● **What is needed**: Your task is to output the entries below word for word.
☆ ☆ ☆ ☆ ☆ ☆ ☆
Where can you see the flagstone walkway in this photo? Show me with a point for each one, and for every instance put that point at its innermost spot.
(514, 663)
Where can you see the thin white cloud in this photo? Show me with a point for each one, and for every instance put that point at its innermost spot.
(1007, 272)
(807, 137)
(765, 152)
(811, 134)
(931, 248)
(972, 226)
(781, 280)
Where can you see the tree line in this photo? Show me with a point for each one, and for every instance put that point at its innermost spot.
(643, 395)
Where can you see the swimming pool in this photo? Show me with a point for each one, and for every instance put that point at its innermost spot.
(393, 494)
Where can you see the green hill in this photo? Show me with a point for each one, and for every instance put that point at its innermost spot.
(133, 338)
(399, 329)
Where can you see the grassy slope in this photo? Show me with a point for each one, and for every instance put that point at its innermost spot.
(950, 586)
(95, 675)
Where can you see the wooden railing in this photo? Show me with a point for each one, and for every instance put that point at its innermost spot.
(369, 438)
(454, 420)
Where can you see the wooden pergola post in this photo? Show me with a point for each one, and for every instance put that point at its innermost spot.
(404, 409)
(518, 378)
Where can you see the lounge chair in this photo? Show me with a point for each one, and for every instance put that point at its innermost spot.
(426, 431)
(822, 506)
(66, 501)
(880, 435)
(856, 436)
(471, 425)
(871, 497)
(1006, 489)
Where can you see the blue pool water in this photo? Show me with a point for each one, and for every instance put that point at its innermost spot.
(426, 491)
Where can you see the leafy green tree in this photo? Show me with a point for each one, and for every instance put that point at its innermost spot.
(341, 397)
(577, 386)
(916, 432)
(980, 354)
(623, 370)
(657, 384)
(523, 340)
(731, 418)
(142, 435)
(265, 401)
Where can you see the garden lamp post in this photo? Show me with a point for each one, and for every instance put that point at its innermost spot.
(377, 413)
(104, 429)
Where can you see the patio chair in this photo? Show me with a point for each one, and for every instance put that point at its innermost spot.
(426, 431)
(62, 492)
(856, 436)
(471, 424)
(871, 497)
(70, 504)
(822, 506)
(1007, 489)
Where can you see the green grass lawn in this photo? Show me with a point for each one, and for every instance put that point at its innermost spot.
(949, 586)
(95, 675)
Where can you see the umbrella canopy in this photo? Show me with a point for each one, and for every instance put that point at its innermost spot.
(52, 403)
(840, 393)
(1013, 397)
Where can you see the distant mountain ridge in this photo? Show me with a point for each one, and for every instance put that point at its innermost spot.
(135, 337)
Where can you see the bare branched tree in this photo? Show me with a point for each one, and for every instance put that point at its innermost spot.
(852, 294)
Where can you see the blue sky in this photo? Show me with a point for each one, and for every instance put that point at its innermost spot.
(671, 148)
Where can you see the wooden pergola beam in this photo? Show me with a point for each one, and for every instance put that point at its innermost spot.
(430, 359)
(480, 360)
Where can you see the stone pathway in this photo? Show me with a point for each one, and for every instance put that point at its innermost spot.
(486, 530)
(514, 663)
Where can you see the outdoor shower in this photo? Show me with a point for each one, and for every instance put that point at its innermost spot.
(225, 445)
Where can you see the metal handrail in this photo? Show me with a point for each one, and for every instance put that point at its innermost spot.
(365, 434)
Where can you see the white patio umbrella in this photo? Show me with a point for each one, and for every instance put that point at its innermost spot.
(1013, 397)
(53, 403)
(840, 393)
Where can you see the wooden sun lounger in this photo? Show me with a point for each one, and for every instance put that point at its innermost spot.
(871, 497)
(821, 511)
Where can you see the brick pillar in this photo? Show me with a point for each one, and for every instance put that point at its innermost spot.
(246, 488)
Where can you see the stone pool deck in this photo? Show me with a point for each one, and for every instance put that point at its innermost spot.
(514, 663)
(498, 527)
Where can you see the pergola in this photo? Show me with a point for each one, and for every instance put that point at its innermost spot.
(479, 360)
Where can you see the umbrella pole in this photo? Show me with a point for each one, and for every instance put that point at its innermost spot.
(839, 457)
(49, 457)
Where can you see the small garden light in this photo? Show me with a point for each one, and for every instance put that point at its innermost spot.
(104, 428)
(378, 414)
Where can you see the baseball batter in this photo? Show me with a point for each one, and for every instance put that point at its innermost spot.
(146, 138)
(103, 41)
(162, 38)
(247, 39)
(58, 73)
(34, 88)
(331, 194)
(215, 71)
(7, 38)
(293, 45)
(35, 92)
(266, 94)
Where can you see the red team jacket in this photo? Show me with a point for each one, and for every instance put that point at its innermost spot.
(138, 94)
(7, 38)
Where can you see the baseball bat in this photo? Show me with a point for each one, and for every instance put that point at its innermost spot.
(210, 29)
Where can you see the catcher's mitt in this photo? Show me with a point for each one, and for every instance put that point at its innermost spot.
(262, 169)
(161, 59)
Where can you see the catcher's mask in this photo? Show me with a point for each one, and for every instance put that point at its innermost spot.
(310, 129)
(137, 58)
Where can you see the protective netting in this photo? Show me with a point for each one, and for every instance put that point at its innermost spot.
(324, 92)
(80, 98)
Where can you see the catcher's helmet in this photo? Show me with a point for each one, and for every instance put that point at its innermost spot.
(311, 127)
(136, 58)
☆ ☆ ☆ ☆ ☆ ☆ ☆
● **Correct output**:
Where can you see the flagstone walkway in this photo? Show me with a point for each one, and for every instance put that point at its innermost spot.
(514, 663)
Where can you see the thin white cloud in this photo? Show me with a point for each one, and for every instance put that point at its innermost spot.
(1007, 272)
(807, 137)
(765, 152)
(811, 134)
(931, 248)
(972, 226)
(781, 280)
Where can you see the tree line in this photo? Show me with a point for each one, and for every instance put that point at its innermost spot.
(643, 395)
Where can you see the swimming pool in this photo? Show me with a point for each one, and for every instance put that point at its innermost spot.
(393, 494)
Where can you see the green hill in this photo? Show me with a point for each one, and for every instance put that point at its innermost spot.
(133, 338)
(399, 329)
Where can you see the grassy slope in this photo? Show me with a point for each one, and for every instance put that point at its innermost spot.
(950, 586)
(95, 675)
Where can you see the wooden railing in this photo? Show me with a point for each one, and for every instance put that point at its innermost spot.
(369, 438)
(454, 420)
Where can you see the wooden pergola post in this photo? Show me with a point for each one, and for every instance put that point at its innermost spot.
(404, 409)
(518, 378)
Where can you see the lounge chair in this photo? Show me with a point for each one, and for every instance put that point at its innermost spot.
(426, 431)
(822, 506)
(66, 501)
(880, 435)
(856, 436)
(471, 425)
(871, 497)
(1006, 489)
Where can you see the blue pool water in this photo? Show me with a point for each one, and for every instance put that point at its innermost spot.
(426, 491)
Where can you see the leafy green tree in this photo? Show me with a point for each one, and for every instance put that point at its innermost spot.
(341, 397)
(577, 386)
(916, 432)
(980, 354)
(623, 370)
(657, 384)
(523, 340)
(731, 418)
(142, 435)
(265, 401)
Where can you see the garden lamp post in this photo? Show me with a point for each one, and for every instance put that point at its innermost spot.
(377, 413)
(104, 429)
Where can you see the patio chair in this photo? Show me with a point for each one, and for every instance put that point at its innermost spot.
(426, 431)
(62, 492)
(856, 436)
(471, 424)
(871, 497)
(70, 504)
(822, 506)
(1007, 489)
Where can you see the green grass lawn in this photo? Show me with a point for each one, and for every instance put that point at its innermost spot.
(949, 586)
(95, 675)
Where can you see the umbrella canopy in this photo? Show me with a point for each one, and for every instance put that point at its innermost spot.
(52, 403)
(840, 393)
(1013, 397)
Where can you see the distant mountain ridge in this photo? Show me with a point for each one, and for every instance put that point at its innermost spot.
(135, 337)
Where can you see the bare branched tree in this photo? Show me with a point for each one, and for every instance put that point at its innermost spot.
(852, 294)
Where can you see the blue sky in this photo? Show me with a point for each one, and for every instance put that point at its innermost spot.
(671, 148)
Where can you see the wooden pergola beam in this photo? Show me with a point for each one, and for every instance put that point at its innermost spot.
(430, 359)
(480, 360)
Where can you see the stone pathway in this photo? Show me with a point for each one, and for every instance put that point at its innermost spot.
(486, 530)
(514, 663)
Where can you see the outdoor shower in this photo? Show me with a point for each one, and for every instance put that point at its innermost spot.
(225, 445)
Where can you see the metal handrail in this photo? Show me with a point for each one, and for every instance put that point at its innermost spot.
(365, 434)
Where can you see the white patio umbrella in this photo? Show me with a point for each one, and for every instance put that point at its innermost spot.
(1013, 397)
(53, 403)
(840, 393)
Where can you see the wooden sun lounger in this photo? Show me with a point for each one, and for every instance put that point at its innermost spot.
(871, 497)
(821, 511)
Where can you see the brick pillar in this photo? Show me with a point for each one, and for every instance put that point at its innermost spot.
(246, 488)
Where can you see the stone pool deck in this photo? Show me with a point for each one, and for every instance put that point at its innermost spot.
(514, 663)
(498, 527)
Where can you see the pergola in this photo? Show me with a point for each one, and for every instance put that point at its innermost spot.
(479, 360)
Where can you see the umbrella pole in this photo? Show me with a point for each one, and for every instance put that point at its innermost spot.
(839, 457)
(49, 457)
Where can you see the small garden light in this photo? Show me with a point for each one, and for every instance put that point at its innermost spot.
(104, 428)
(378, 414)
Where can you see the baseball batter in this photo? Show me with a point for each one, and for every instance put that point at its innermost spot.
(146, 138)
(103, 41)
(162, 38)
(247, 39)
(58, 73)
(34, 88)
(331, 194)
(215, 71)
(7, 38)
(293, 45)
(35, 92)
(266, 94)
Where can you see the red team jacket in this photo? Show me with a point for each one, and for every instance put that point at its innermost spot.
(138, 94)
(7, 38)
Where can you see the baseball bat in this photo? Show me with a point for each one, and for every instance put that point at its innermost spot.
(210, 29)
Where can you see the catcher's mitt in this photo? Show me with a point for each one, and for every instance put that point at its innermost spot.
(262, 169)
(161, 59)
Where can you see the catcher's mask in this photo? Show me with a point for each one, and for every instance put that point at its innermost spot.
(310, 129)
(137, 58)
Where can you see the protective netting in this photo? Show me with a point for each one, and for every instance put that point at its innermost spot.
(324, 92)
(80, 98)
Where can you see the catcher's helmet in this photo? Show me with a point for each one, and for every instance put that point at its innermost spot.
(311, 127)
(136, 58)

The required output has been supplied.